#### [LISTED RECORDS]
⟨

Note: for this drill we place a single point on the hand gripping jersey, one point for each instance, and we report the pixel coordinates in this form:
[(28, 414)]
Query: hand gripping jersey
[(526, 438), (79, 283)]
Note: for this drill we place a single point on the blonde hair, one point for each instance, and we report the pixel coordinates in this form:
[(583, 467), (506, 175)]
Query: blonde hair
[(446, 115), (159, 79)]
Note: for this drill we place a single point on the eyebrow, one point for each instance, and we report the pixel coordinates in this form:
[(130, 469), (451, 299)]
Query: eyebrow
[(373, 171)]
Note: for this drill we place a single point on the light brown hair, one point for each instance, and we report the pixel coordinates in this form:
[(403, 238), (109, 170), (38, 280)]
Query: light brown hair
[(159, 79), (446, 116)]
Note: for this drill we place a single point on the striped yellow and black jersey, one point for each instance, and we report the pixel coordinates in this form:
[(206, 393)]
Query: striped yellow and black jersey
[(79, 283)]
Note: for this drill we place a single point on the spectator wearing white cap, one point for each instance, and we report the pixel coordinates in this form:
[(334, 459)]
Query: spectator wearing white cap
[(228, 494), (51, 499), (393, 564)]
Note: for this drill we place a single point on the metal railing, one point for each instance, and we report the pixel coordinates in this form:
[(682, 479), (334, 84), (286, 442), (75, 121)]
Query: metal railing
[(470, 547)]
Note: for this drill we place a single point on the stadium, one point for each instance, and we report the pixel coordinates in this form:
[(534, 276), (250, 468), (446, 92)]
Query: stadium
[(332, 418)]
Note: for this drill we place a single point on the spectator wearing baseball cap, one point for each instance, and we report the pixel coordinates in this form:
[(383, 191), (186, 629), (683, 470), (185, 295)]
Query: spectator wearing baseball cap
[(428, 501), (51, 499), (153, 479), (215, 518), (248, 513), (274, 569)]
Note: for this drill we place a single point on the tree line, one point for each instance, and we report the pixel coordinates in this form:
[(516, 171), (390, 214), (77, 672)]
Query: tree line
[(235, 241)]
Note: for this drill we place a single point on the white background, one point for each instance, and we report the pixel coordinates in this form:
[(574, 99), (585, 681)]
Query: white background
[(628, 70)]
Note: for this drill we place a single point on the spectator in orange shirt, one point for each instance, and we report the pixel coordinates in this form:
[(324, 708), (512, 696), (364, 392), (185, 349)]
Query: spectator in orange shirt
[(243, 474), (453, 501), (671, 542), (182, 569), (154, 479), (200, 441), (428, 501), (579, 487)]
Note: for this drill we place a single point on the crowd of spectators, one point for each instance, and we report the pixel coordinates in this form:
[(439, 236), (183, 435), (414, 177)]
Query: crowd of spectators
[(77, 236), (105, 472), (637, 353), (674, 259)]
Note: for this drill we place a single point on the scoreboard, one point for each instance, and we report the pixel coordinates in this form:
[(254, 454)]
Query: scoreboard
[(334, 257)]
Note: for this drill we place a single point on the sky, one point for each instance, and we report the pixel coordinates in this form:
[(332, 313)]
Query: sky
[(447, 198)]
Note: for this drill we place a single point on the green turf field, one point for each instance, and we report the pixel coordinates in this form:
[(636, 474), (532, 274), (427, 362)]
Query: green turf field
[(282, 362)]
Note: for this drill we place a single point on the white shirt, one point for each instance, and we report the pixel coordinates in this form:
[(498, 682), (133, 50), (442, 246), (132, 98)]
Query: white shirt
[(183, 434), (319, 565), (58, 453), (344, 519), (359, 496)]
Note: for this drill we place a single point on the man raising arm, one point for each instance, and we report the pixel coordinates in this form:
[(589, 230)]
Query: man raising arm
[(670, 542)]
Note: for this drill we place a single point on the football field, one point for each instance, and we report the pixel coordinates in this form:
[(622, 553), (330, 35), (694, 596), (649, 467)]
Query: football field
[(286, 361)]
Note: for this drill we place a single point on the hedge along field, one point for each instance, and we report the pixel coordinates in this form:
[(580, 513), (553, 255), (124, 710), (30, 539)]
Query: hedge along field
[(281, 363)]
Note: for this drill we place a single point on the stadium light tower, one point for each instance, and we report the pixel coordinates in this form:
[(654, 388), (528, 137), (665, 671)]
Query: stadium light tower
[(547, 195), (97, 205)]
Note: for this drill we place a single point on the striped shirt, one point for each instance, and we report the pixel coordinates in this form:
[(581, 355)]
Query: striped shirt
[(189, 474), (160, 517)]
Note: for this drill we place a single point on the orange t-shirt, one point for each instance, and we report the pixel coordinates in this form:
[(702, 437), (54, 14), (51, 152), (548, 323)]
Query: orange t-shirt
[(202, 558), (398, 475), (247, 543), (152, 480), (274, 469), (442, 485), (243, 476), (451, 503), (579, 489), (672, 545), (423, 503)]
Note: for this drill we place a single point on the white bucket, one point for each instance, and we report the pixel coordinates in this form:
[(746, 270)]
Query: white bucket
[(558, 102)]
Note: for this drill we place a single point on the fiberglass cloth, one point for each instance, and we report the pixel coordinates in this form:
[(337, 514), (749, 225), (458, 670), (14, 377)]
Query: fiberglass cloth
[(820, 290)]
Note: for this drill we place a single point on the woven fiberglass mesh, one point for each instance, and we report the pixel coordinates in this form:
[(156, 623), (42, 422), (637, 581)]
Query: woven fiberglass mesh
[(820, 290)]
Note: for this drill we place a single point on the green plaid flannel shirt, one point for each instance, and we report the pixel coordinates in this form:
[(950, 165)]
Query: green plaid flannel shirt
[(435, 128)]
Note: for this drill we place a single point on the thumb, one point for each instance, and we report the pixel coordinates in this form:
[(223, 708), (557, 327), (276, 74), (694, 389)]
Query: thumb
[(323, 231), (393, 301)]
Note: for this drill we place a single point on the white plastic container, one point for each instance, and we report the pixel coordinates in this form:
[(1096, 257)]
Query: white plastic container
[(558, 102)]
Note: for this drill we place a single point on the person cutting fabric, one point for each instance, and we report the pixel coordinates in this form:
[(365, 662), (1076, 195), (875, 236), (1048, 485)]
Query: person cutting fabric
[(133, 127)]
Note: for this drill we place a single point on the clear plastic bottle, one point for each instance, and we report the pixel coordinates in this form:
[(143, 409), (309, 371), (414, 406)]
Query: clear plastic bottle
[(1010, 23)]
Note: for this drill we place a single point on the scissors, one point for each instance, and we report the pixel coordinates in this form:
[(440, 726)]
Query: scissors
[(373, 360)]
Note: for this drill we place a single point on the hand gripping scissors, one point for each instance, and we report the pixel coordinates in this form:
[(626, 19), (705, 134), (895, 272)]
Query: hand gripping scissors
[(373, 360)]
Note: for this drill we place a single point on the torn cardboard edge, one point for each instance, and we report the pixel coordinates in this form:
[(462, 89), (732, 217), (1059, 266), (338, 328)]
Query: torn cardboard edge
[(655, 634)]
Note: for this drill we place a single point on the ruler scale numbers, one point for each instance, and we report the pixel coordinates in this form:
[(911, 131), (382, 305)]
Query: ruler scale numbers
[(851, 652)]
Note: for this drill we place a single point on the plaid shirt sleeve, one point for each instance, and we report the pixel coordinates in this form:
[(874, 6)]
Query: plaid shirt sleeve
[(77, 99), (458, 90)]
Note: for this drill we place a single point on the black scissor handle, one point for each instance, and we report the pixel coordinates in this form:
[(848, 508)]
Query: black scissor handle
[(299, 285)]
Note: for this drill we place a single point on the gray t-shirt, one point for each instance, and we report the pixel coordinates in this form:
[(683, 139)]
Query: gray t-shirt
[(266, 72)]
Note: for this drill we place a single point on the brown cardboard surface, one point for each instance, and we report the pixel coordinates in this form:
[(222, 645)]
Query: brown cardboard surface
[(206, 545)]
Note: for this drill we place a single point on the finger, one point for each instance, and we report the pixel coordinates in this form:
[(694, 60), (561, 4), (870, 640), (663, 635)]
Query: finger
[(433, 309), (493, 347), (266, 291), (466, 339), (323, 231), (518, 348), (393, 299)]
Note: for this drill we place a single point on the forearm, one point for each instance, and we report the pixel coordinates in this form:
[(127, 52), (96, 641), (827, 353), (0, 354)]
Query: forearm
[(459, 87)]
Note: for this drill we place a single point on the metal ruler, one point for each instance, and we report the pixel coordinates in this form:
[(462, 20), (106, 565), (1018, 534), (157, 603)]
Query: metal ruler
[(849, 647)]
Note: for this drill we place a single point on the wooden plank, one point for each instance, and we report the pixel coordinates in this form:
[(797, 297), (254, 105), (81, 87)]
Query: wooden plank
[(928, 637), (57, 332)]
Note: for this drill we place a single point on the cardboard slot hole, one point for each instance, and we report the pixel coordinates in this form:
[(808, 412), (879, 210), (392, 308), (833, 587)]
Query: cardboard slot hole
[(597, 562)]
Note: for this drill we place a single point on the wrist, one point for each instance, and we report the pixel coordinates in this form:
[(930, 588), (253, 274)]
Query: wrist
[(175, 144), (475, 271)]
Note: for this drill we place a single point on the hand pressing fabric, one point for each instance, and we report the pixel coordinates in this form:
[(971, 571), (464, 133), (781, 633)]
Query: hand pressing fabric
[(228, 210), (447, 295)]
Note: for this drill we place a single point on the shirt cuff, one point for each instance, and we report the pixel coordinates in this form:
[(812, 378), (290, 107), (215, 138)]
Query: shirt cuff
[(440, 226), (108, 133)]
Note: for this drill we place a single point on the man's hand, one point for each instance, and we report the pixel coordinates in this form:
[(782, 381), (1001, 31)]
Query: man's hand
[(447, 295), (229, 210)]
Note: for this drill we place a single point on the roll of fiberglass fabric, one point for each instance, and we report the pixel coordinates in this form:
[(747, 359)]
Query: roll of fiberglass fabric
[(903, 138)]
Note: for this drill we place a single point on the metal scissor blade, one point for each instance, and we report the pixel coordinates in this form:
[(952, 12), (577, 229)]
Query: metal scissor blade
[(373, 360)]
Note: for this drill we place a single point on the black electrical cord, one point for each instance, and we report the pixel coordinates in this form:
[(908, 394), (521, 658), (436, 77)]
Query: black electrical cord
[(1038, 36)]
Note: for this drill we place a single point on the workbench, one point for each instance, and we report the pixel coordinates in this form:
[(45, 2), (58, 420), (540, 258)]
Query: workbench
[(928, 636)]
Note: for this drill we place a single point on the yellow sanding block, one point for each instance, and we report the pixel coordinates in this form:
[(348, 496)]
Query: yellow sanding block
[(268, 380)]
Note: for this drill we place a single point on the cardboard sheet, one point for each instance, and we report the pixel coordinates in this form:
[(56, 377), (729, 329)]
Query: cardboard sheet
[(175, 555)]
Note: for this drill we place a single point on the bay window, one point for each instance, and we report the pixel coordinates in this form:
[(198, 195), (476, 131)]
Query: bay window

⟩

#### [WRITTEN REQUEST]
Convert the items between the line containing "on the blonde" and the line containing "[(446, 115), (159, 79)]", inclusive, into a Markdown table with the columns Row and Content, omitting any blank lines.

#### [EXERCISE OUTPUT]
| Row | Content |
|---|---|
| 1 | Note: for this drill we place a single point on the blonde hair, one point for each instance, and we report the pixel coordinates in this form: |
| 2 | [(583, 467), (506, 175)] |
| 3 | Query: blonde hair |
| 4 | [(446, 115), (159, 79)] |